- [PASSAGE PROVIDED]
<<<<
# Sat TV Pummels Cable in Second Quarter?



## Chris Blount (Jun 22, 2001)

The first series of reports from the nation's top cable TV companies are in, and news concerning their basic subscriber counts appears to have become a sore point for the operators.

Does that mean second quarter was a winner for satellite TV?

Here are the numbers so far:

*Comcast, the nation's largest MSO, reported a loss of 96,000 basic customers

*At Time Warner Cable, a loss of 21,000 basic customers

*Cox Communications had a basic customer loss of more than 53,000

*Adelphia lost about 33,000 subscribers, state reports

*Losses for cable TV so far: About 204,000, according to Wall Street estimates

Due to the news from cable, Oppenheimer and Co. cable/satellite TV analyst Tom Eagan raised his second quarter net additions for DirecTV from 340,000 to 360,000 and his EchoStar/DISH Network subscriber estimate from 300,000 to 325,000.

In his analysis, Eagan said he assumes 70,000 to 80,000 basic cable customers were lost to disconnects, which are typically higher in the second quarter, and an estimated 10,000 to 20,000 were bad debt customers. About 40,000 to 60,000 of lost basic cable subscribers - figures that are over and above additions previously estimated by Oppenheimer and Co. - likely migrated to satellite TV during the three-month period, Eagan said.

In a research note released earlier this week, Eagan estimated that 30,000 to 40,000 of Comcast's lost customers migrated to satellite TV.

As for Time Warner Cable, Jordan Rohan of SoundView Technology said the loss of 21,000 basic subscribers for the nation's second largest MSO reflects continued targeting by DirecTV in key markets such as Charlotte, N.C., and Greenville, S.C.

Analyst John Hill, Rohan's colleague at SoundView, said the basic subscriber loss for Cox Communications "was a bit wider than we and consensus had estimated, even after accounting for the sale of systems."

"We don't doubt that satellite has gained share in second quarter, but in the specific case of Cox, third quarter and fourth quarter will be a far better indicator," Hill said in a research note. "Cox is generally avoided by both DISH and DirecTV, though less so than was the case a year ago."

Today, Insight Communications reports second quarter results. Next Thursday, Mediacom, a favorite satellite TV target, reports results and Cablevision releases its financial numbers Aug. 9. DirecTV reports next Thursday, and EchoStar releases second quarter results Aug. 10.

http://www.skyreport.com (Used with permission)


----------



## jc17981 (Jun 27, 2002)

The interesting thing about this is that I don't believe the cable companies are even trying to retain their customers. After having been a (cable and satellite) subscriber for 2 1/2 years, last March, I dropped Charter cable in order to go with satellite full-time. 

When I called the cable company to disconnect, there were no retention offers. Charter let a $95/month customer walk away without even asking why I was leaving. 

My point is that it appears that cable companies seem to have become too complacent with their competitive position in the market, and they are sluggish to respond to the wakeup call of the satellite companies. 

I am sorry, but cable is going to have to do better than a $400 offer for my dish. Cable's marketshare will continue to erode until they fill niches that satellite cannot possibly fill.
>>>>
- [DATA SECTION]
<<<<
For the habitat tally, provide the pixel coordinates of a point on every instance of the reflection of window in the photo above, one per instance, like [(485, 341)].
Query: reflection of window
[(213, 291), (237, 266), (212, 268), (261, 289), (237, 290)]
>>>>
- [ACTIONS TO TAKE]
a. In the satellite-versus-cable thread, list every cable company in the bulleted list of second-quarter results, together with the basic customer loss given for each.
b. Write the next part of the satellite-versus-cable thread, picking up right after its final sentence.
The material was gathered from a different source than the satellite-versus-cable thread.

- [PER-TASK ANSWERS]
a.
- Comcast: 96,000
- Time Warner Cable: 21,000
- Cox Communications: more than 53,000
- Adelphia: about 33,000

b.
----------



## durl (Mar 27, 2003)

Cable seems to ignore one basic theory of business: it's far cheaper to keep a customer than to gain a new one. They're buying back dishes (and current cable customers are paying for them) when they probably should be working on retaining their current base.

One of the main reasons I left cable was because of lousy customer service. I'm far happier with satellite than I ever was with cable. I've had 2 price increases in 7-8 years while my friends on cable see one every year on average.


----------



## Cyclone (Jul 1, 2002)

I'm actually about to drop Comcast's Internet in favor of DSL soon. I wonder how they will take that? I'll also be going from $58/mo to $30.


----------



## harsh (Jun 15, 2003)

Cyclone said:


> I'm actually about to drop Comcast's Internet in favor of DSL soon.


Make certain that you thoroughly research the offering on the DSL side. In many areas, DSL service is not what it claims to be relative to broadband cable.

I strongly advocate that you talk with current DSL subscribers about their experiences and their expectations. Where I live (Western Oregon) and where my sister lives (Bay Area), DSL is widely available and widely avoided due to service problems and considerably reduced performance relative to cable. My sister was pretty fed up with the filter gizmos too.


----------



## jc17981 (Jun 27, 2002)

It is my understanding that the speed capacity of cable internet is greater than that of DSL. However my experience was to the contrary. Though ping reports from dslreports.com shows the cable service to be "faster", to me, the DSL in Greenville (SC) "appears" to be faster than Charter's Pipeline. Maybe this is due to network setup, such as proxy servers. I don't know. But, I am very pleased with my move away from cable. Icing on the cake is that Bellsouth offers a $10 credit off the DirecTV bill.


----------



## Mark Holtz (Mar 23, 2002)

I'm just happy to have DSL... period. While the higher speed is nice, the main reason is to have a dedicated connection and share it with several computers. This includes my mom's computer which has a wireless hookup. 

:backtotop


----------



## Selenna (Jun 18, 2004)

jc17981 said:


> The interesting thing about this is that I don't believe the cable companies are even trying to retain their customers. After having been a (cable and satellite) subscriber for 2 1/2 years, last March, I dropped Charter cable in order to go with satellite full-time.
> 
> When I called the cable company to disconnect, there were no retention offers. Charter let a $95/month customer walk away without even asking why I was leaving.
> 
> ...


Before I made my final decision to go to DirecTV I actually called Charter and asked them what they'd do for me to keep me as a customer since I was considering switching after their latest "we're changing plans and you need to pick a new one" ploy. The guy just bashed satellite until I asked if he could please answer my question to which he replied "if you mean will we offer you some special deal to keep your service, then no". OK, see ya :icon_stup


----------



## zman977 (Nov 9, 2003)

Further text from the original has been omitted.